Texto extraído ▸

----------

Apesar de desafios impostos por conflitos como os da Síria e do Iêmen, conjunto de tratados que visam condenar crimes de guerra e proteger civis são amplamente respeitados mundo afora.
Por Martin Kübler
Em 2024, quase sete décadas e meia após a adoção da Convenção de Genebra, os tratados que "contêm as principais regulamentações que limitam a barbárie da guerra", segundo afirma o Comitê Internacional da Cruz Vermelha (CICV), não parecem conseguir impor grandes limitações.
Nos oito anos da brutal guerra civil na Síria, as forças militares do regime, apoiadas pela Rússia, "vêm propositalmente atingindo populações e instituições civis nas áreas controladas pela oposição armada", afirma Kenneth Roth, diretor-executivo da ONG Human Rights Watch, constituindo o que ele classifica como uma "flagrante afronta à Convenção de Genebra"

----------

Dados brutos ▸

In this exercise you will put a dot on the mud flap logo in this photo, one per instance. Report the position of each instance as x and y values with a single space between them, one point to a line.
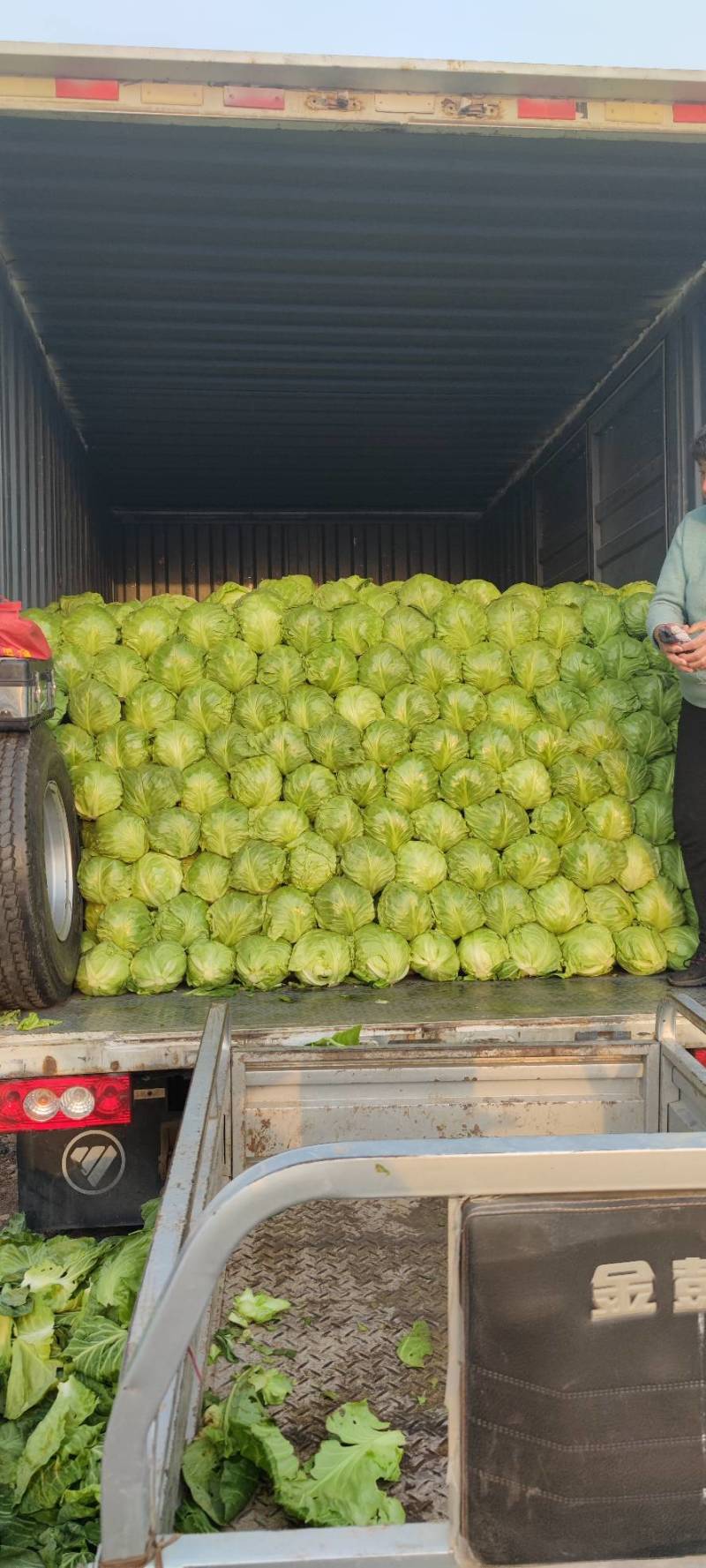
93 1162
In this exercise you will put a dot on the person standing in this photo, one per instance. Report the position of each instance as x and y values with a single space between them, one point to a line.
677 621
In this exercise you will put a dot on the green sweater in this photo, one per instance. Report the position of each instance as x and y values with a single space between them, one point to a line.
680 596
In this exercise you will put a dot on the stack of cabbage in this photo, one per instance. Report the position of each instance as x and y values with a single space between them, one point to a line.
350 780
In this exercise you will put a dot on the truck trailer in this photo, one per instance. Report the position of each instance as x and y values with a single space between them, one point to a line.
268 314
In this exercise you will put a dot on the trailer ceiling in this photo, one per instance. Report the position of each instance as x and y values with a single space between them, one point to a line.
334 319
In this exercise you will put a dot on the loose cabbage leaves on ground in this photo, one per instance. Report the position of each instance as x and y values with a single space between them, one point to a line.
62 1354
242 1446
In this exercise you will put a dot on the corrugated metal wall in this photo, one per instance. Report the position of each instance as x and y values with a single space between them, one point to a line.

----------

Descrição da tarefa ▸ Reproduza fielmente o trecho do texto sobre a Convenção de Genebra que vai de "Por Martin Kübler" até "impor grandes limitações.".

Resposta à tarefa ▸
Por Martin Kübler
Em 2024, quase sete décadas e meia após a adoção da Convenção de Genebra, os tratados que "contêm as principais regulamentações que limitam a barbárie da guerra", segundo afirma o Comitê Internacional da Cruz Vermelha (CICV), não parecem conseguir impor grandes limitações.